WORKING DATA
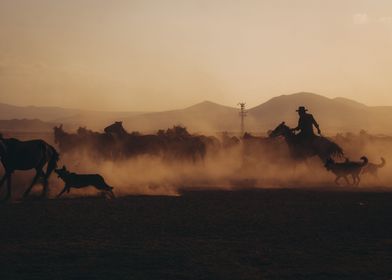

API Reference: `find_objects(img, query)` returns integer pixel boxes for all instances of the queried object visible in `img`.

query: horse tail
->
[376,157,386,168]
[361,156,369,166]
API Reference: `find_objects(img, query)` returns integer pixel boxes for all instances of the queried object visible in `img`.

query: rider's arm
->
[291,119,301,131]
[312,115,321,134]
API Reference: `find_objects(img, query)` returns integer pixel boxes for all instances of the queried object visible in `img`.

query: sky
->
[0,0,392,111]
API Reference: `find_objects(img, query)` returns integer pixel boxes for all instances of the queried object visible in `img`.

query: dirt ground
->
[0,188,392,279]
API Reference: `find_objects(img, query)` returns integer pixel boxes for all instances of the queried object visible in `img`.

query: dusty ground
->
[0,189,392,279]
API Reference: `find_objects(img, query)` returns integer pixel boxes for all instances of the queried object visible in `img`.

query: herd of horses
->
[0,122,343,200]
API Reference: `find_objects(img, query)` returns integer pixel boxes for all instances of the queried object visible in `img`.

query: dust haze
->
[2,128,392,197]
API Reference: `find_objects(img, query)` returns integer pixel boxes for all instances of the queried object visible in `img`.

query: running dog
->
[54,165,114,198]
[362,157,386,178]
[324,156,368,186]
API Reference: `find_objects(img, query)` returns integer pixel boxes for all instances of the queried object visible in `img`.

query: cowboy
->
[292,106,321,139]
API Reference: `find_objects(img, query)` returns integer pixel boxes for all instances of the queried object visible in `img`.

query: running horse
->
[269,122,343,162]
[0,136,59,200]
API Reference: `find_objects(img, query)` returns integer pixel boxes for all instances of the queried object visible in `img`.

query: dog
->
[54,165,115,198]
[324,156,369,186]
[362,157,386,178]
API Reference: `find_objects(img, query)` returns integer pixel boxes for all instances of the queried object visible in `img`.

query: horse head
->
[269,122,292,138]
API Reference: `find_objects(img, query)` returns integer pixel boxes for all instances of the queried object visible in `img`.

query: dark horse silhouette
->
[269,122,343,162]
[0,138,59,200]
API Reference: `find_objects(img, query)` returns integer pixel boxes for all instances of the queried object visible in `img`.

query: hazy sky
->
[0,0,392,110]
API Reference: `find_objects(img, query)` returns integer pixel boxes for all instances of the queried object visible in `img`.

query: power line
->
[237,102,247,136]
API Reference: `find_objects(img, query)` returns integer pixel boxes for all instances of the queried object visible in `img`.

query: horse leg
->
[41,176,49,198]
[356,174,361,186]
[23,169,42,198]
[335,176,341,186]
[4,173,11,201]
[344,176,351,185]
[0,173,7,190]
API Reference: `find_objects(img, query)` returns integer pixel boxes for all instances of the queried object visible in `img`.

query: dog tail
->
[361,156,369,166]
[376,157,387,168]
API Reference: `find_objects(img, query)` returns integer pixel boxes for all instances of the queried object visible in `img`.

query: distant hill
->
[0,92,392,134]
[124,101,240,132]
[0,103,139,129]
[248,92,392,133]
[0,119,57,132]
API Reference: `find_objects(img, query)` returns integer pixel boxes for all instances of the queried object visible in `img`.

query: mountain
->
[124,101,240,132]
[0,92,392,134]
[0,103,140,130]
[248,92,392,133]
[0,119,58,132]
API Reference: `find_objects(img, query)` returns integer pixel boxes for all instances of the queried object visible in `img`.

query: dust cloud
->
[1,132,392,197]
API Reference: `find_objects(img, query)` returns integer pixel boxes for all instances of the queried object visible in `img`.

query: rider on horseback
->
[292,106,321,141]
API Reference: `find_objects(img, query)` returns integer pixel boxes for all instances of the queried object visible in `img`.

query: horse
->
[0,138,59,200]
[269,122,344,162]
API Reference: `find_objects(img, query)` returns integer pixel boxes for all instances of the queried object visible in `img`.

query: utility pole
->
[237,102,246,137]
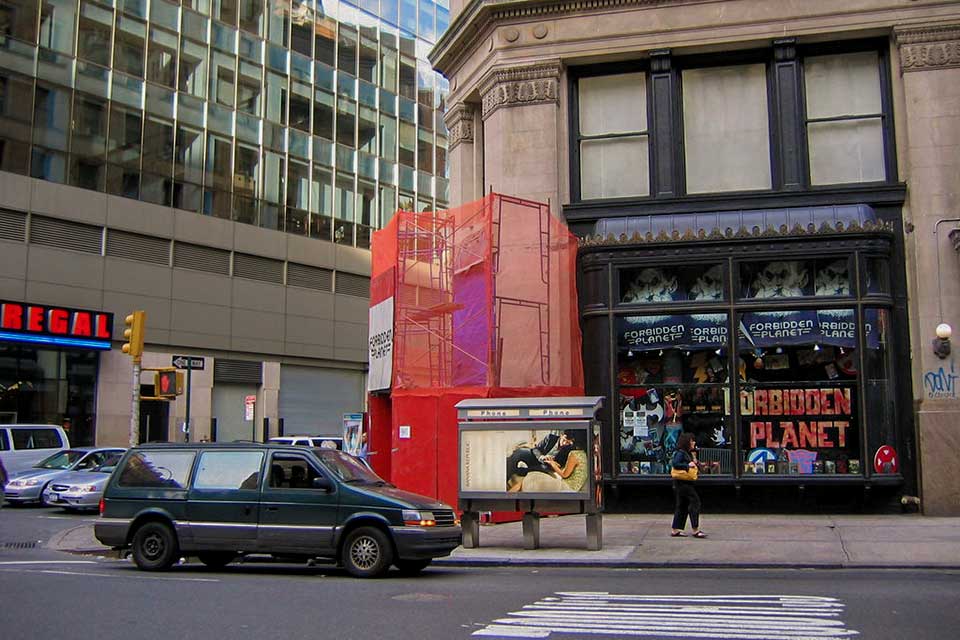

PROBLEM TO SOLVE
Copy every row above word for word, leaving out the pictures.

RESPONSE FOR THIS EXERCISE
API Reference: `find_objects(img, query)` returns integer pixel boxes for all instances of the queried object visible in `img`.

query: horse tail
->
[376,157,386,168]
[361,156,369,166]
API Reference: `find_objects(img, query)` returns integer pixel boxes for all instances of the queried object visible in `img`.

query: rider's arm
->
[291,119,301,131]
[312,115,321,134]
API Reference: `find_objects(img, query)` returns integer pixel boxes for all instances of the queried object visible in `img`.

query: sky
->
[0,0,392,111]
API Reference: `find_objects(img, query)` returns integer pixel boxes for all instances of the queried object visible in `img`.

query: dirt ground
->
[0,188,392,279]
API Reference: `find_objects(img, query)` returns integer pixel boxes for all instances of the queried object visible in `img`.

query: dusty ground
->
[0,189,392,279]
API Reference: `find_objects(img, query)` returns integer pixel boxes for all instances of the queried object visible in `img`.

query: herd of horses
->
[0,122,343,200]
API Reference: `find_objects(img, query)` returns integer pixel boxes for all instances of the queried object visible in `img`.

query: dust haze
->
[2,128,392,197]
API Reference: `find_objects(img, query)` returns integer pixel boxes for all instances of the queried object visible in `img`.

query: running dog
->
[54,165,114,198]
[362,157,386,178]
[324,156,368,186]
API Reference: `find_objects(img, query)` returns integer pixel boxes for all instances of the queried object visible in `img`.

query: cowboy
->
[292,106,321,139]
API Reference: `find_objects(img, query)` returns integer pixel boxes for all instances of the queried object visible in `img`.

query: running horse
->
[269,122,343,162]
[0,136,59,200]
API Reference: `find_objects(img, query)` returns integer pixel boxes for all instances of the queried object visible in `img`.

query: dog
->
[54,165,115,198]
[324,156,369,186]
[362,157,386,178]
API Reference: `find_objects(img, query)` returns integer pixel boxes for all instances of the queried object visible in `img`.

query: horse head
->
[269,122,292,138]
API Reference: `find_objects(img, query)` returns integer pixel boxes for all instances of the queried object visible in `img`.

query: dark horse silhouette
->
[269,122,343,162]
[0,138,59,200]
API Reference: `find_objects(img, query)` returns integer pixel boxes for all instances of the queried object visible in `img`.

query: hazy sky
->
[0,0,392,110]
API Reference: `find_objects(img, query)` returns integer pixel boxes for all instances of the queried object visible in `img`.

query: power line
->
[237,102,247,136]
API Reference: `find_objects(img, query)` returns integer pixel boxes for all instances of the queried object visible in `img`.

query: horse leg
->
[41,176,49,198]
[356,174,361,186]
[23,169,42,198]
[335,176,341,186]
[4,173,11,201]
[344,176,351,185]
[0,173,7,190]
API Reference: `find_objects(img, query)` returns integer pixel boxes for all instances of the queried object visible in `img`.

query: dog tail
->
[361,156,369,166]
[376,157,387,168]
API Reference: `find_objects(img, query)` returns integer pixel boxes for all instances of the queried object visible in `img`.

query: distant hill
->
[0,92,392,134]
[124,101,240,132]
[0,103,139,129]
[248,92,392,133]
[0,119,57,132]
API Reference: `find_objects(img, query)` returns integer pixel boxes for all instances of the queried object visible in `img`.

query: mountain
->
[124,101,240,132]
[0,92,392,134]
[0,103,140,130]
[248,92,392,133]
[0,119,58,132]
API Reference: `find_objects(img, query)` returns integer pixel boxes for all instances of the queried object visible in `img`.

query: dust cloud
->
[1,132,392,197]
API Reference: `find_objects(img, query)` returns integer pixel boxes for all instances of the queried object visible in `img`.

query: rider on horseback
->
[292,106,321,141]
API Reference: `find_objects(img, query)` returns integer pixel boxes for all instances of the queried object visible in `img`.

query: horse
->
[0,138,59,200]
[269,122,344,162]
API Reference: `find_objects(img, query)` returns integer pixel boxes for all instances of the queried object visible in `img`.

query: utility pole
->
[237,102,246,137]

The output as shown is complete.